_Text passage_.
**********
Re: your initial reaction when you come across a Divorced desi lady?
Sadzzz...what you said probably happens a lot. We get married and get busy. Or we move on with other things and get busy. I get complaints from people too about not staying in touch.
But in her case, it was obvious. We were talking infrequently because she had been married for quite some time but we called, talked, visited when she was in town, etc. However, when I was telling her what happened...she got really quiet...listened and then got off the phone. And I never heard from her again. I sent her son some gifts when her son was born and she never called/emailed to say thanks. So, I left it alone. It happens.
Re: your initial reaction when you come across a Divorced desi lady?
^ in that case I would definately be hurt.
Like you said, sometimes we just get busy with our lives and hence dont get a chance to keep in touch.. which may feel like we've been cut off.
But for a friend to purposely cut u off (in cases that ive been in) and to later be accused why I cut them off... its a little hurtful.
as someone who hasnt gone through a divorce, yes, it is hard to relate to divorcess, as much as we'd like to. As much as we want to. But by no means do we want to cut a friend off like that (not in my case anways).
I just think we all get so caught up in our lives, and thinking about what others are thinking, rather than really finding out what is going on.... we end up alone, confused, disgruntled with the world... and sometimes even self pity (I feel like that).
**********
_Data entries_.
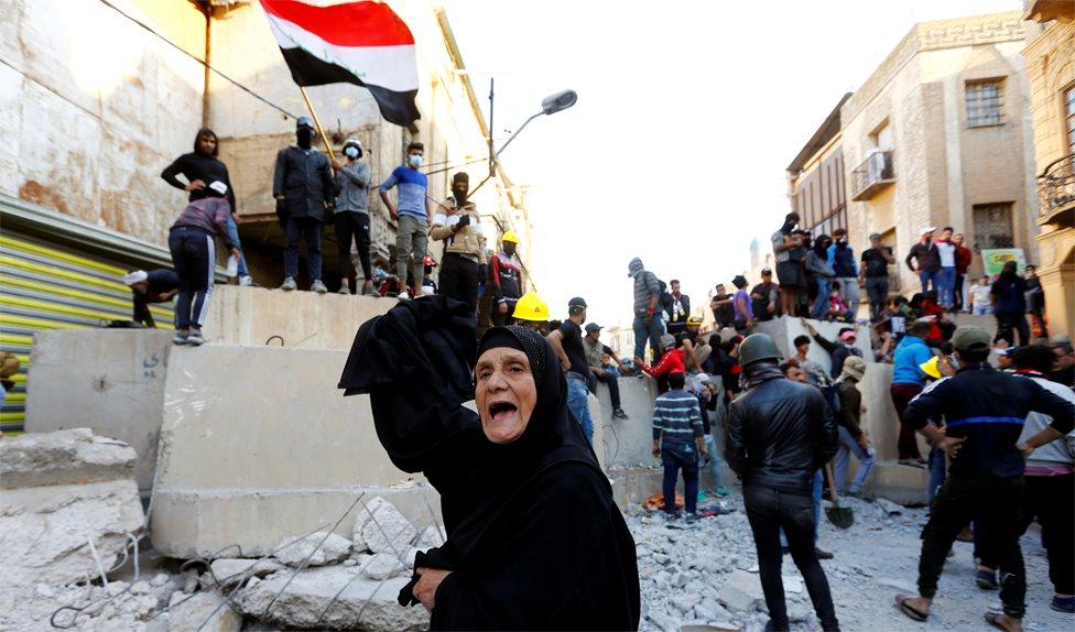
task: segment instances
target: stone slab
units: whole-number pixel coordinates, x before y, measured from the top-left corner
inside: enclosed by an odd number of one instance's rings
[[[193,557],[240,544],[247,556],[264,555],[285,537],[329,529],[362,491],[386,497],[420,529],[430,523],[436,493],[391,464],[369,397],[336,389],[346,357],[231,345],[173,353],[154,489],[158,549]],[[336,533],[350,536],[357,511]]]
[[[140,490],[153,487],[172,334],[80,329],[34,334],[26,377],[26,432],[90,428],[138,455]]]

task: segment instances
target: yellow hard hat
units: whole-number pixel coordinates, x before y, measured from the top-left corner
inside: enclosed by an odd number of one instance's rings
[[[937,360],[940,360],[940,359],[941,359],[940,356],[934,356],[934,357],[930,358],[929,360],[926,360],[925,362],[922,362],[921,364],[919,364],[919,368],[922,369],[922,372],[925,373],[926,375],[930,375],[934,380],[940,380],[941,379],[941,370],[937,369]]]
[[[544,323],[549,320],[549,305],[533,292],[523,294],[515,303],[515,310],[511,315],[515,320]]]

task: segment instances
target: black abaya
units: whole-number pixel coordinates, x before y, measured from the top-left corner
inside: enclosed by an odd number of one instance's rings
[[[430,384],[430,391],[438,393],[434,396],[423,393],[421,384],[401,386],[400,381],[413,377],[414,367],[423,362],[431,363],[430,370],[417,369],[423,377],[458,375],[460,367],[455,363],[459,361],[474,366],[474,358],[426,352],[415,342],[443,342],[443,330],[431,335],[430,329],[443,329],[442,323],[450,318],[436,313],[446,316],[455,305],[450,299],[423,298],[367,324],[340,381],[350,392],[370,393],[378,437],[393,462],[399,447],[392,437],[402,432],[400,426],[411,437],[417,427],[428,426],[428,449],[413,442],[406,449],[411,457],[422,455],[423,462],[408,465],[422,469],[441,492],[448,532],[444,546],[419,554],[415,564],[452,570],[435,595],[432,629],[637,629],[634,541],[589,443],[567,412],[566,383],[552,347],[519,327],[496,328],[484,338],[503,339],[506,334],[515,338],[518,345],[512,346],[526,353],[538,388],[526,431],[508,445],[488,442],[477,414],[463,408],[462,399],[454,404],[445,401],[443,394],[452,388]],[[415,317],[415,310],[425,313]],[[417,323],[423,327],[415,327]],[[391,366],[411,367],[406,374],[386,380],[381,373],[376,385],[356,379],[386,369],[376,358],[386,344],[377,339],[379,331],[399,336],[409,327],[411,339],[390,345]],[[455,366],[436,367],[438,362]],[[405,403],[399,402],[401,397]],[[397,417],[397,410],[409,416]],[[421,418],[415,417],[419,411]],[[401,598],[413,602],[410,588]]]

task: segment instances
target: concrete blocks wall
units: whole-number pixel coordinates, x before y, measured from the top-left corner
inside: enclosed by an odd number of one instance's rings
[[[91,428],[138,454],[149,491],[164,415],[172,333],[155,329],[39,331],[28,374],[26,432]]]
[[[159,551],[192,557],[240,543],[245,555],[262,555],[286,536],[332,527],[362,491],[392,494],[423,524],[426,500],[422,499],[433,492],[416,487],[419,475],[389,460],[369,399],[337,390],[346,358],[230,345],[173,353],[153,492]],[[352,526],[347,516],[337,532]]]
**********
Repeat everything in the forum thread from "as someone who" down to "feel like that).", word for word. The rows come from a different source than the forum thread.

_Solved exercise_.
as someone who hasnt gone through a divorce, yes, it is hard to relate to divorcess, as much as we'd like to. As much as we want to. But by no means do we want to cut a friend off like that (not in my case anways).
I just think we all get so caught up in our lives, and thinking about what others are thinking, rather than really finding out what is going on.... we end up alone, confused, disgruntled with the world... and sometimes even self pity (I feel like that).